**Brief:** Every entry needs to be written out again exactly.
[[ Available records, beginning ]]
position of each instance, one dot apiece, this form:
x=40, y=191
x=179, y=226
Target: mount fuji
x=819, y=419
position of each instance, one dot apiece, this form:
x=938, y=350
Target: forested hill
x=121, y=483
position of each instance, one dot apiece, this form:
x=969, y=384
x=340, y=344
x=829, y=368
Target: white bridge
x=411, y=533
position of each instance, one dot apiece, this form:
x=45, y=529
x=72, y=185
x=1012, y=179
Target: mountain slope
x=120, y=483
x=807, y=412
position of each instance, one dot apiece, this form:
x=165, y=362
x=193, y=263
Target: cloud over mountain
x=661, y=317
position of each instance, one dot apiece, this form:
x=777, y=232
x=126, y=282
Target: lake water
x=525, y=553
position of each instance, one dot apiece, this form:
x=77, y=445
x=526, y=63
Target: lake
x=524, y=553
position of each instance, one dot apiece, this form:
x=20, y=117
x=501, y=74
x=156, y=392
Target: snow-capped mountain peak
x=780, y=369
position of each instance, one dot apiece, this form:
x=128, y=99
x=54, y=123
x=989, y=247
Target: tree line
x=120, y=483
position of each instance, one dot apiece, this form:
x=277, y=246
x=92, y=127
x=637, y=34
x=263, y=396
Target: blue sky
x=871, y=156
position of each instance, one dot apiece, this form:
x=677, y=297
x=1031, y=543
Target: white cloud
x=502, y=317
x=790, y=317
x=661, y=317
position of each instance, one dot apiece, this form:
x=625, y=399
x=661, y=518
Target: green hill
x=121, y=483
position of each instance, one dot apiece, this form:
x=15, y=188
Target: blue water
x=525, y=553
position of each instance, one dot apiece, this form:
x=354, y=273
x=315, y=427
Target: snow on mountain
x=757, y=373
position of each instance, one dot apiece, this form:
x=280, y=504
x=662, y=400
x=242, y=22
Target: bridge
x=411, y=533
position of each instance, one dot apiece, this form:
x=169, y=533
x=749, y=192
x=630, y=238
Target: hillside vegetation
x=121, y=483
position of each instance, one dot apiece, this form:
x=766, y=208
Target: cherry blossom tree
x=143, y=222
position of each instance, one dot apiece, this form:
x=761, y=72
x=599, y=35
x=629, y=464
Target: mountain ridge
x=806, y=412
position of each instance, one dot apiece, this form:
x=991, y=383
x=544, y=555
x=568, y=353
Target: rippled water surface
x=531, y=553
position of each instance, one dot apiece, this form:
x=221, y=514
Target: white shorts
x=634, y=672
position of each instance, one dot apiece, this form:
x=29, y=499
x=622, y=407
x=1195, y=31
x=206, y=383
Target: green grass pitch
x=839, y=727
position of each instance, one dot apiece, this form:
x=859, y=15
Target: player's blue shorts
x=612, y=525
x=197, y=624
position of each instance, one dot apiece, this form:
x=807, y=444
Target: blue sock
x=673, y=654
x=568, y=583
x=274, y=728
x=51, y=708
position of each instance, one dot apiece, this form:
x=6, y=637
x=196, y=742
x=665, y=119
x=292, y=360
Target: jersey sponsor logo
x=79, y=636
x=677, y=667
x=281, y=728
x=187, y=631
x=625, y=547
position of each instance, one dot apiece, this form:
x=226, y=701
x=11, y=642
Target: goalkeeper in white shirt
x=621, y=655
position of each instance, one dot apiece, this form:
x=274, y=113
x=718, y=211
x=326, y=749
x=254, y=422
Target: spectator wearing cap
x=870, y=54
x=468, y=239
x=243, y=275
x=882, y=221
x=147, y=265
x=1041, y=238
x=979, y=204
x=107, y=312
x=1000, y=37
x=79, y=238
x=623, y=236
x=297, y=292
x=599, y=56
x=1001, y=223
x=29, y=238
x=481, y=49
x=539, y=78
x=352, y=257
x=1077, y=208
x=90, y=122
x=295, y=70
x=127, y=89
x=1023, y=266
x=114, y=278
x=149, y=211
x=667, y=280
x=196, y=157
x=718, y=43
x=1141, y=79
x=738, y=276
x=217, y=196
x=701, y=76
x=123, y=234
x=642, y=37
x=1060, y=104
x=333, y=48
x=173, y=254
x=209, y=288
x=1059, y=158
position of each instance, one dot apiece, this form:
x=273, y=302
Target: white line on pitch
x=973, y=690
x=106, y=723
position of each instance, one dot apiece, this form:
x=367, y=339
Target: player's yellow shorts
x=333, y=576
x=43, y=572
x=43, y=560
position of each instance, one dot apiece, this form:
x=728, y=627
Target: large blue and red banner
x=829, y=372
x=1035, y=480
[[ Available records, end ]]
**Response to the task:**
position of each instance, one dot apiece, this form:
x=40, y=191
x=179, y=226
Target: mount fuji
x=819, y=419
position of each instance, one dot apiece, this form:
x=938, y=350
Target: forested hill
x=121, y=483
position of each instance, one dot apiece, this form:
x=969, y=384
x=340, y=344
x=829, y=368
Target: white bridge
x=411, y=533
position of each instance, one dot apiece, this form:
x=45, y=529
x=72, y=185
x=1012, y=179
Target: mountain slope
x=120, y=483
x=807, y=412
position of each instance, one dot apiece, this form:
x=165, y=362
x=193, y=263
Target: cloud over mountain
x=661, y=317
position of each instance, one dot apiece, this form:
x=777, y=232
x=126, y=282
Target: lake water
x=525, y=553
position of each instance, one dot apiece, this form:
x=77, y=445
x=526, y=63
Target: lake
x=524, y=553
position of each instance, one dot apiece, this form:
x=20, y=117
x=501, y=74
x=156, y=392
Target: snow-capped mountain peak
x=780, y=369
position of each instance, one dot apiece, this form:
x=128, y=99
x=54, y=123
x=989, y=247
Target: tree line
x=120, y=483
position of each instance, one dot apiece, this form:
x=277, y=246
x=92, y=127
x=637, y=34
x=263, y=396
Target: blue sky
x=871, y=156
position of each instance, one dot apiece, this form:
x=677, y=297
x=1031, y=543
Target: white cloud
x=502, y=317
x=790, y=317
x=661, y=317
position of each instance, one dot apiece, this form:
x=625, y=399
x=661, y=518
Target: green hill
x=121, y=483
position of each instance, one dot apiece, this form:
x=15, y=188
Target: blue water
x=525, y=553
position of each instance, one dot apiece, this form:
x=354, y=273
x=315, y=427
Target: snow on mountain
x=757, y=373
position of each instance, one dot apiece, this form:
x=280, y=504
x=662, y=400
x=242, y=22
Target: bridge
x=411, y=533
position of each instance, one dot apiece, this form:
x=169, y=533
x=749, y=192
x=630, y=238
Target: hillside vegetation
x=121, y=483
position of each instance, one dot apiece, this form:
x=766, y=208
Target: cherry blossom tree
x=143, y=222
position of each instance, one dot apiece, this form:
x=761, y=72
x=599, y=35
x=629, y=464
Target: mountain ridge
x=806, y=412
position of each instance, one dot apiece, this form:
x=991, y=383
x=544, y=555
x=568, y=353
Target: rippled water surface
x=531, y=553
position of each instance, one dot apiece, this form:
x=221, y=514
Target: white shorts
x=634, y=672
position of each instance, one dot apiece, this form:
x=29, y=499
x=622, y=407
x=1195, y=31
x=206, y=383
Target: green grass pitch
x=839, y=727
position of each instance, one dot apiece, this form:
x=859, y=15
Target: player's blue shorts
x=612, y=525
x=197, y=624
position of each instance, one dot apiece, this form:
x=807, y=444
Target: blue sock
x=673, y=654
x=568, y=583
x=274, y=728
x=51, y=708
position of each instance, one dot apiece, this form:
x=6, y=637
x=196, y=742
x=665, y=119
x=292, y=360
Target: jersey sponsor logo
x=79, y=636
x=677, y=667
x=281, y=728
x=187, y=631
x=625, y=547
position of each instance, one dot apiece, this form:
x=226, y=701
x=11, y=642
Target: goalkeeper in white shirt
x=621, y=655
position of each instance, one dot apiece, this form:
x=274, y=113
x=718, y=211
x=326, y=749
x=254, y=422
Target: spectator wearing cap
x=870, y=54
x=468, y=239
x=243, y=275
x=882, y=221
x=147, y=265
x=1041, y=238
x=979, y=204
x=107, y=312
x=1000, y=37
x=79, y=238
x=623, y=236
x=297, y=292
x=599, y=56
x=1001, y=223
x=29, y=238
x=481, y=49
x=539, y=78
x=352, y=257
x=1077, y=208
x=90, y=122
x=295, y=70
x=127, y=89
x=1023, y=266
x=114, y=278
x=149, y=211
x=667, y=280
x=196, y=157
x=718, y=43
x=1141, y=79
x=738, y=276
x=217, y=196
x=701, y=76
x=123, y=234
x=642, y=37
x=1060, y=104
x=333, y=48
x=173, y=254
x=209, y=288
x=1059, y=158
position of each instance, one dot apiece, this form:
x=273, y=302
Target: white line on pitch
x=973, y=690
x=106, y=723
position of each instance, one dot apiece, this form:
x=367, y=339
Target: player's yellow shorts
x=333, y=576
x=43, y=572
x=43, y=560
position of each instance, one dot apiece, this form:
x=728, y=627
Target: large blue and red banner
x=829, y=372
x=1035, y=480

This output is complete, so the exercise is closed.